## Start Records for the task
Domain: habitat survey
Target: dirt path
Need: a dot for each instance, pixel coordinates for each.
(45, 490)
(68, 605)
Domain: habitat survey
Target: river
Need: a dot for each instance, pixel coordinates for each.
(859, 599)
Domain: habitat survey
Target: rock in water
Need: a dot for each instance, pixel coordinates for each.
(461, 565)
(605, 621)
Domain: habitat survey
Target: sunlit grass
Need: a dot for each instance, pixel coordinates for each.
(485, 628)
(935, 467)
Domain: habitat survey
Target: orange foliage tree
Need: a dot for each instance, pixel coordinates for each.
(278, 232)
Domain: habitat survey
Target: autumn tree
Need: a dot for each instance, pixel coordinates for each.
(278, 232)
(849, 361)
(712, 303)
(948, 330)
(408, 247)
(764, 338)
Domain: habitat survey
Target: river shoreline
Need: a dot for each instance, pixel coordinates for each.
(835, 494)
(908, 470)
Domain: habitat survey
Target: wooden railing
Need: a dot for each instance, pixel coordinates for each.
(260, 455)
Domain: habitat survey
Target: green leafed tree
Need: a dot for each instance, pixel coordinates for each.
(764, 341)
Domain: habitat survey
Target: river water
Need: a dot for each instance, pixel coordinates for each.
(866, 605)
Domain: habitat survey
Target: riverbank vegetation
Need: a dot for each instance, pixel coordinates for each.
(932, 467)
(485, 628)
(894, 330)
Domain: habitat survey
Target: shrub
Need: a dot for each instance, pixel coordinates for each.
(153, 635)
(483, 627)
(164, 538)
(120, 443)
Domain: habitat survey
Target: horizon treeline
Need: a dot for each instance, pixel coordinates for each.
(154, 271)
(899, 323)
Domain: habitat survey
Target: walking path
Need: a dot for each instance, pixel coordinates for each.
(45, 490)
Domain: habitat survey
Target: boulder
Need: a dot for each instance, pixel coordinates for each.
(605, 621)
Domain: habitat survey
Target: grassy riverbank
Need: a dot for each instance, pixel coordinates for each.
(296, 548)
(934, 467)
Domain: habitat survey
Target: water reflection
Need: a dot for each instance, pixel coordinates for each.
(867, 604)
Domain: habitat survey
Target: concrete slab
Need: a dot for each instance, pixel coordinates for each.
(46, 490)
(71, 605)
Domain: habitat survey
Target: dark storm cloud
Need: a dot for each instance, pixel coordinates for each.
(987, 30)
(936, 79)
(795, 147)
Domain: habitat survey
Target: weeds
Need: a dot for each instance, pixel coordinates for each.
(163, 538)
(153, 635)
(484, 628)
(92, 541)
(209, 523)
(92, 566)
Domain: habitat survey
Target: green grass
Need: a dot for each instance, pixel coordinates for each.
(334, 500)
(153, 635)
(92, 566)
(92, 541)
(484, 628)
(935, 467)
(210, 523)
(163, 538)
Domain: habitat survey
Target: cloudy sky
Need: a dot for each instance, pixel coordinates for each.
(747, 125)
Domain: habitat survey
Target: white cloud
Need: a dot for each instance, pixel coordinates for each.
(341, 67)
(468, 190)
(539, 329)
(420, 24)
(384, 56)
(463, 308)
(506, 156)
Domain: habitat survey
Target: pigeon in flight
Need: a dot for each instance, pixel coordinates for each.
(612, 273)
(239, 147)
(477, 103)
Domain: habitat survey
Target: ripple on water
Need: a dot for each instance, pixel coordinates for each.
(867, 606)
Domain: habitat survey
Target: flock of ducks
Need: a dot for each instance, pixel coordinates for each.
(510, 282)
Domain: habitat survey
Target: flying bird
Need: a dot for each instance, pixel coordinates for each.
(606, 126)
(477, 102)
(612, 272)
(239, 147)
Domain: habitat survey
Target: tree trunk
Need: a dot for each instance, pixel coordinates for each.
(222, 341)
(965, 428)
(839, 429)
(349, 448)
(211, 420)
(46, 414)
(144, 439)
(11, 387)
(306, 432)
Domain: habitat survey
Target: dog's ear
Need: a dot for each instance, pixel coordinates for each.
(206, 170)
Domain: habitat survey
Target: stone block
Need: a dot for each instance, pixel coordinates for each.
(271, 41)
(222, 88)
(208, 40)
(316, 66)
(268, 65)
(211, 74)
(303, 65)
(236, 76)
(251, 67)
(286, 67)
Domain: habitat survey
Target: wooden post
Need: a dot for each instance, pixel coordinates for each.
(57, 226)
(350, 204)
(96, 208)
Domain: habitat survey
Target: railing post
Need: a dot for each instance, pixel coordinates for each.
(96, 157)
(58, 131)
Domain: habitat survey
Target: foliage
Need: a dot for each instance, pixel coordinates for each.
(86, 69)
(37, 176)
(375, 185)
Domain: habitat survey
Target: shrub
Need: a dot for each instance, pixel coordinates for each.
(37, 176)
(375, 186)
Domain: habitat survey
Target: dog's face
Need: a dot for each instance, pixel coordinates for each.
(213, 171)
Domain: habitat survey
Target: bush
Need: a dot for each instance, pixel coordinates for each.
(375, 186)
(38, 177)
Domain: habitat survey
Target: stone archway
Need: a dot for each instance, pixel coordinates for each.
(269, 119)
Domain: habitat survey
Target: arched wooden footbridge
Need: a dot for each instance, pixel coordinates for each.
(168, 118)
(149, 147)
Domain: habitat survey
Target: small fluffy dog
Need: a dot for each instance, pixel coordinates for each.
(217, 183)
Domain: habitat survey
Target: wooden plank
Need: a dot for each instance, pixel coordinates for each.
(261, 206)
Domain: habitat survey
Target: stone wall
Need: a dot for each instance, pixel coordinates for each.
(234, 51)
## End Records for the task
Return all the data above once more, precisely as given.

Correct response =
Domain: habitat survey
Target: dirt path
Need: a dot for each instance, pixel coordinates for each.
(45, 490)
(68, 605)
Domain: habitat survey
Target: river
Need: a dot for each instance, pixel coordinates for each.
(859, 599)
Domain: habitat survey
Target: rock in water
Need: a dot for each instance, pixel coordinates for each.
(461, 565)
(605, 621)
Domain: habitat survey
Target: sunlit grass
Need: a dot for each instance, pixel coordinates for each.
(485, 628)
(935, 467)
Domain: habitat survey
Target: orange foliage tree
Need: a dot for each instance, pixel coordinates for each.
(278, 232)
Domain: habitat survey
Target: autumn tree
Need: a dot for each instance, pixel coordinates for each.
(278, 232)
(849, 361)
(712, 303)
(948, 330)
(408, 247)
(764, 338)
Domain: habitat survey
Target: river shoreline
Need: a dot for each instance, pixel coordinates for each.
(835, 494)
(908, 470)
Domain: habitat survey
Target: wooden railing
Need: a dot for each instance, pixel coordinates for each.
(260, 455)
Domain: habitat survey
Target: green leafed tree
Need: a dot for each instance, pixel coordinates for each.
(764, 341)
Domain: habitat survey
Target: river water
Need: a dot for each instance, pixel coordinates for each.
(866, 605)
Domain: habitat survey
Target: riverbank vegetation
Need: a dot for each instance, pixel coordinates for each.
(932, 467)
(485, 628)
(894, 330)
Domain: habitat survey
Target: shrub
Need: a dot for each instance, pixel coordinates for each.
(153, 635)
(483, 627)
(164, 538)
(120, 443)
Domain: habitat survey
Target: horizon treeline
Need: a dot for each instance, pixel coordinates for each.
(154, 271)
(899, 323)
Domain: habitat survey
Target: walking path
Need: a dot for each instance, pixel coordinates for each.
(45, 490)
Domain: habitat survey
Target: boulder
Need: a dot for each instance, pixel coordinates for each.
(605, 621)
Domain: habitat survey
Target: grassy riverbank
Need: a dot for each instance, pixel coordinates for each.
(296, 548)
(934, 467)
Domain: habitat survey
Target: water reflection
Need: a dot for each instance, pixel coordinates for each.
(867, 604)
Domain: habitat survey
Target: concrete slab
Need: a dot for each instance, pixel coordinates for each.
(46, 490)
(71, 605)
Domain: habitat survey
Target: dark storm cloud
Need: a dot for each instance, pixel coordinates for each.
(987, 30)
(936, 79)
(795, 147)
Domain: habitat survey
Target: weeds
Need: a dot for each instance, pixel coordinates for each.
(163, 538)
(153, 635)
(484, 628)
(92, 541)
(209, 523)
(92, 566)
Domain: habitat survey
Target: green grass
Need: a dot for each instance, pixel coordinates for each.
(334, 500)
(153, 635)
(92, 566)
(92, 541)
(484, 628)
(935, 467)
(210, 523)
(163, 538)
Domain: habitat survey
Target: cloudy sky
Need: a dot for each instance, pixel coordinates for each.
(747, 125)
Domain: habitat survey
Target: white cloud
Need: a dot for each instance, pixel coordinates for each.
(341, 67)
(468, 190)
(539, 329)
(420, 24)
(384, 56)
(463, 308)
(506, 156)
Domain: habitat survey
Target: pigeon in flight
Need: a dot for each instance, pixel coordinates for each.
(612, 273)
(239, 147)
(477, 103)
Domain: habitat survey
Target: ripple on water
Need: a dot for each instance, pixel coordinates for each.
(867, 606)
Domain: habitat survey
Target: flock of ducks
Need: a dot for each instance, pixel coordinates for each.
(510, 282)
Domain: habitat survey
Target: flying bird
Need: a dot for each instance, pixel coordinates for each.
(606, 126)
(477, 102)
(612, 272)
(239, 147)
Domain: habitat survey
Target: tree trunk
Need: a dot for each instance, pixel coordinates for each.
(222, 341)
(965, 428)
(839, 429)
(349, 448)
(211, 420)
(46, 414)
(144, 439)
(11, 387)
(306, 432)
Domain: habitat survey
Target: dog's ear
Need: a dot for each instance, pixel coordinates for each.
(206, 170)
Domain: habitat survey
Target: stone block
Need: a dot for each instance, pixel coordinates for each.
(271, 41)
(222, 88)
(208, 40)
(316, 66)
(268, 65)
(211, 74)
(303, 65)
(236, 76)
(251, 67)
(286, 67)
Domain: habitat survey
Target: wooden post
Need: a dot for each instance, pixel coordinates for each.
(57, 226)
(350, 204)
(96, 208)
Domain: habitat survey
Target: railing post
Need: a dot for each instance, pixel coordinates for each.
(96, 157)
(58, 131)
Domain: habitat survey
Target: foliage
Need: a dot for each instance, pixel coordinates for each.
(86, 69)
(37, 176)
(375, 185)
Domain: habitat survey
Target: shrub
Need: a dot for each instance, pixel coordinates for each.
(37, 176)
(375, 186)
Domain: habitat survey
Target: dog's face
Need: a dot for each instance, pixel coordinates for each.
(213, 171)
Domain: habitat survey
Target: bush
Need: a dot for each instance, pixel coordinates for each.
(375, 186)
(38, 177)
Domain: habitat survey
Target: stone archway
Need: a dot for each instance, pixel coordinates for each.
(269, 119)
Domain: habitat survey
Target: arched wooden footbridge
Need: a dot for each instance, pixel coordinates for each.
(168, 118)
(149, 147)
Domain: habitat survey
Target: small fluffy dog
Need: a dot for each instance, pixel coordinates for each.
(217, 183)
Domain: habitat survey
Target: wooden plank
Need: a dot for each instance, pixel coordinates for each.
(261, 206)
Domain: habitat survey
Target: stone wall
Need: a dot for each instance, pixel coordinates for each.
(234, 51)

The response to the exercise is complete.